## TASK DETAILS:
Take the line that contains "Can you find the small arched" and each line after it in the material below, and transcribe them exactly, stopping at the end.

## RECORDS SUPPLIED:
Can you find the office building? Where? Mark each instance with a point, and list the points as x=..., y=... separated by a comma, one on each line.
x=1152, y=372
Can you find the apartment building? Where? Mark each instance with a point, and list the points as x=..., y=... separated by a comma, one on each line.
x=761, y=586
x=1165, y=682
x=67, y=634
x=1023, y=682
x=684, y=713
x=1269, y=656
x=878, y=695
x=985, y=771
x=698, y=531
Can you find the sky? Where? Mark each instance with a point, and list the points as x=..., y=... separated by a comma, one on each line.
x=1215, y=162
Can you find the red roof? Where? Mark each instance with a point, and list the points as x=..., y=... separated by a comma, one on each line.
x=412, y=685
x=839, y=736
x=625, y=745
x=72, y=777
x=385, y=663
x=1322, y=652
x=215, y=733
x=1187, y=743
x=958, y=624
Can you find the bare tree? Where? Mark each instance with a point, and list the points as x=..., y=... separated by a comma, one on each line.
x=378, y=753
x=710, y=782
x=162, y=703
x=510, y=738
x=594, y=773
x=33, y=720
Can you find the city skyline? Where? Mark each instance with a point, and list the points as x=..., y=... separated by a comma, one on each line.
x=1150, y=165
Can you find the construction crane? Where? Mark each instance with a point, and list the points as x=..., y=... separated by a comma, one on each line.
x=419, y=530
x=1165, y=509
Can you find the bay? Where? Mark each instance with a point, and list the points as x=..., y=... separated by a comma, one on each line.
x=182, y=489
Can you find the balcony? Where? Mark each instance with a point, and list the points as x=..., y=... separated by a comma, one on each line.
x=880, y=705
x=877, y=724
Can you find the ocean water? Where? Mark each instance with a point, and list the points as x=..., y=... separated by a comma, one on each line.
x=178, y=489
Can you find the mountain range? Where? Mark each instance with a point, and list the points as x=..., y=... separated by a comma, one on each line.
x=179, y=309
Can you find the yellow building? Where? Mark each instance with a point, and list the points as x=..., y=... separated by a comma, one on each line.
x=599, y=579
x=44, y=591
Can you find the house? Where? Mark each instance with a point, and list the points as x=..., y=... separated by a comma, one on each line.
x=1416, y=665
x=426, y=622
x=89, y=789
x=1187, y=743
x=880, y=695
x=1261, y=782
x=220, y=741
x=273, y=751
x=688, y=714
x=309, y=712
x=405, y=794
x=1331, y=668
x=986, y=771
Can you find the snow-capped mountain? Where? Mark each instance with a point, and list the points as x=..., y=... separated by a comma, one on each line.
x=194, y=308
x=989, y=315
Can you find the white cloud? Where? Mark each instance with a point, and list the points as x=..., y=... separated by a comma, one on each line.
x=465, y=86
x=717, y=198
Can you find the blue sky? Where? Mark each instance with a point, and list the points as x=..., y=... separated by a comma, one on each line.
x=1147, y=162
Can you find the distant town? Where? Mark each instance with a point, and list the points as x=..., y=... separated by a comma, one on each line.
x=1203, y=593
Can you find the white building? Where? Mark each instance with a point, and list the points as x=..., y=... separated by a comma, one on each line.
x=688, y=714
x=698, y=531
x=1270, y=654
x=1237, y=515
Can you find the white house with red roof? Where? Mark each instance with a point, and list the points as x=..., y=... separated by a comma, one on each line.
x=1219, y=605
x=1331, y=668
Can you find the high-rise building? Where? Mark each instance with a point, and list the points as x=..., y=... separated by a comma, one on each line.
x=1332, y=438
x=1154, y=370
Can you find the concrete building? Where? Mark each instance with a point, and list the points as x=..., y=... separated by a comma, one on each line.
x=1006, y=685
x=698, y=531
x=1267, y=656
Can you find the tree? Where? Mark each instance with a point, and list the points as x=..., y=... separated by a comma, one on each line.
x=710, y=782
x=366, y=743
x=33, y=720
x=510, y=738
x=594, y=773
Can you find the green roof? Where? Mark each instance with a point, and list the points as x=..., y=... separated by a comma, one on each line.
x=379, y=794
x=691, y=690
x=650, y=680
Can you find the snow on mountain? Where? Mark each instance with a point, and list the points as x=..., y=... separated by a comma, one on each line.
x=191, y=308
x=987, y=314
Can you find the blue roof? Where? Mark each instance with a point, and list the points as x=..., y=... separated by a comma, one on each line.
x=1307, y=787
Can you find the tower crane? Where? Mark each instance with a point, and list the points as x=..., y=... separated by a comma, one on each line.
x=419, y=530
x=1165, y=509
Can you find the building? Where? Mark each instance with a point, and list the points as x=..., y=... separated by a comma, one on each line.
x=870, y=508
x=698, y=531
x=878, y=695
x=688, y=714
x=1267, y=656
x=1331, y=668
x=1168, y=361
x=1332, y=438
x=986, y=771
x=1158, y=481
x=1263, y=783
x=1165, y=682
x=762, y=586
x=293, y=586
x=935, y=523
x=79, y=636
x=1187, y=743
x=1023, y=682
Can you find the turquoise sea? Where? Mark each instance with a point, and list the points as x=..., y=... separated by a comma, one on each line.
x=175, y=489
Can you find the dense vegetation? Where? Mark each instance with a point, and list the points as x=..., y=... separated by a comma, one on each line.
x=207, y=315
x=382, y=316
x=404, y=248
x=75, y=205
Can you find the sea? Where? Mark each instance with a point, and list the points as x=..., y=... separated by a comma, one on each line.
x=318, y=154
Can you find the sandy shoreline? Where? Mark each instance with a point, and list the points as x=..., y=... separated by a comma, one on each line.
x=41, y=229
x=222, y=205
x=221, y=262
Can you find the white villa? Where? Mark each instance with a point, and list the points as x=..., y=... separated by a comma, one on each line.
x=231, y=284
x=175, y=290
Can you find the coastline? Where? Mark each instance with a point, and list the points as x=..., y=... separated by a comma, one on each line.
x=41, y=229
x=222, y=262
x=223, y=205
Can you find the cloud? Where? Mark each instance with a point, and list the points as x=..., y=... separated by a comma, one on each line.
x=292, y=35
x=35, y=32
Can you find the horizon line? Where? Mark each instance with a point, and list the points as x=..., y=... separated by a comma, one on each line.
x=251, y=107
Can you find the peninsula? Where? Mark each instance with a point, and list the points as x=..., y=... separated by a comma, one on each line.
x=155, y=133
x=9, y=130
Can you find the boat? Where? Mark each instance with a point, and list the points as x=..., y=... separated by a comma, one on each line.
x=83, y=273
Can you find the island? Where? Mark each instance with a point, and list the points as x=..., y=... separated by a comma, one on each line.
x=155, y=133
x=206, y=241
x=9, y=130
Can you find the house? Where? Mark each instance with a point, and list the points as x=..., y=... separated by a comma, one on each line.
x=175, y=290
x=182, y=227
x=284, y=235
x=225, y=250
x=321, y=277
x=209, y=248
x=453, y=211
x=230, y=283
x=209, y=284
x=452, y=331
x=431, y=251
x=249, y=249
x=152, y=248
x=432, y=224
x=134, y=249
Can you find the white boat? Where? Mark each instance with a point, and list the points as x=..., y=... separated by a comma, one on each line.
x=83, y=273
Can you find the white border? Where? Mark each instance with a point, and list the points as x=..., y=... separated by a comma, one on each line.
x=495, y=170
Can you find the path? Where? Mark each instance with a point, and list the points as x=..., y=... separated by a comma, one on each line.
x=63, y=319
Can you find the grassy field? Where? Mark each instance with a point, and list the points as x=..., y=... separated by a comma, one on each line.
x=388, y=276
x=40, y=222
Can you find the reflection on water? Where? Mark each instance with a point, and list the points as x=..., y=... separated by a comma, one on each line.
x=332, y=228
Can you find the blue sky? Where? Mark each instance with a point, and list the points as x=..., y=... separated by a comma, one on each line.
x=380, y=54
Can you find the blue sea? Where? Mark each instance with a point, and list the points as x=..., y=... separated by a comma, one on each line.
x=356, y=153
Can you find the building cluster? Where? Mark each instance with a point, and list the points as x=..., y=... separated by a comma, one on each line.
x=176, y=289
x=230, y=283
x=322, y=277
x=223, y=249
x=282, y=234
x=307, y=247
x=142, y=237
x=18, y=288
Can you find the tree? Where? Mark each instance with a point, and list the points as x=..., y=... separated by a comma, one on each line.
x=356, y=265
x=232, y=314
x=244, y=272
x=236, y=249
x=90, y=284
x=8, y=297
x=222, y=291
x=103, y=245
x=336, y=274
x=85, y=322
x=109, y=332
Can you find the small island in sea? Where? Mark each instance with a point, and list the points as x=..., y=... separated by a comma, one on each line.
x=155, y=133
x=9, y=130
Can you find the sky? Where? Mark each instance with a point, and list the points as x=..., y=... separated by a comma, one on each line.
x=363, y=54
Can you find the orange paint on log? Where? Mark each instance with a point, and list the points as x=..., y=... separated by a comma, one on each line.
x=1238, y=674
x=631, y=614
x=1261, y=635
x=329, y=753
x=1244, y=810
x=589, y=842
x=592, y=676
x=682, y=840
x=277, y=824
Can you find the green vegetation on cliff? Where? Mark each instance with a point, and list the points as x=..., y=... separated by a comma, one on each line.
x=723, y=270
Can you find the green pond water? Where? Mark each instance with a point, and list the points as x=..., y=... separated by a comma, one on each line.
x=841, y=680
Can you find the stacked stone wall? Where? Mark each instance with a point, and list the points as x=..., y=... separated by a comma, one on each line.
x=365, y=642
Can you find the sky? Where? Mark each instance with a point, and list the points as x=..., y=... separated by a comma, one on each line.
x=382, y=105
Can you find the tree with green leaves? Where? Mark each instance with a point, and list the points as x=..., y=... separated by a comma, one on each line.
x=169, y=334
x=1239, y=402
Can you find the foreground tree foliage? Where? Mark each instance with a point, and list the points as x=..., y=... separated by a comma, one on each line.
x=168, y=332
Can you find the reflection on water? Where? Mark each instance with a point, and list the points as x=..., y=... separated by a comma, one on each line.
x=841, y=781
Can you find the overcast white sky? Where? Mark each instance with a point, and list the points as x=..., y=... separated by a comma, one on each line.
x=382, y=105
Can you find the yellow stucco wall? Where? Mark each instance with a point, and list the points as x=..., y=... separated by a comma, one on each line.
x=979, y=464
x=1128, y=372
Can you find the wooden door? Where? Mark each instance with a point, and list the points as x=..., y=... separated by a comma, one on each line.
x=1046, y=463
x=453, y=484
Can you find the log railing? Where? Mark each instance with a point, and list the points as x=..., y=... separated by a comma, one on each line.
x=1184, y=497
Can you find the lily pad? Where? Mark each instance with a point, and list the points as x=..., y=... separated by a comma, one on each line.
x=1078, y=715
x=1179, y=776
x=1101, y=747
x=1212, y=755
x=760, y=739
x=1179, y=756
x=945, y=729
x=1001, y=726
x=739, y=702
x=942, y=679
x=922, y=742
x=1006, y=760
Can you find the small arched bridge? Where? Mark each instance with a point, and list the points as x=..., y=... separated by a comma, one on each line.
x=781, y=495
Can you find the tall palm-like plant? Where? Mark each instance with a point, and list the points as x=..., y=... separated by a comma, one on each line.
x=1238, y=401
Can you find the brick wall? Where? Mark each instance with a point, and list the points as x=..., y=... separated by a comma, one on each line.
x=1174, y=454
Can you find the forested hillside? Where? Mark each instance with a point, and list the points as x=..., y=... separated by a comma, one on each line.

## COMPLETE OUTPUT:
Can you find the small arched bridge? Where? Mark each instance with a point, and list the points as x=..., y=... separated by a comma, one on each line.
x=781, y=495
Can you find the tall palm-like plant? Where? Mark each instance with a point, and list the points as x=..., y=... separated by a comma, one on each line.
x=1238, y=401
Can you find the brick wall? Where? Mark each instance with a point, and list the points as x=..., y=... separated by a comma, one on each line.
x=1174, y=454
Can you find the forested hillside? Where? Mark each instance with a point, and list the points as x=..., y=... separated by a comma, one on each line.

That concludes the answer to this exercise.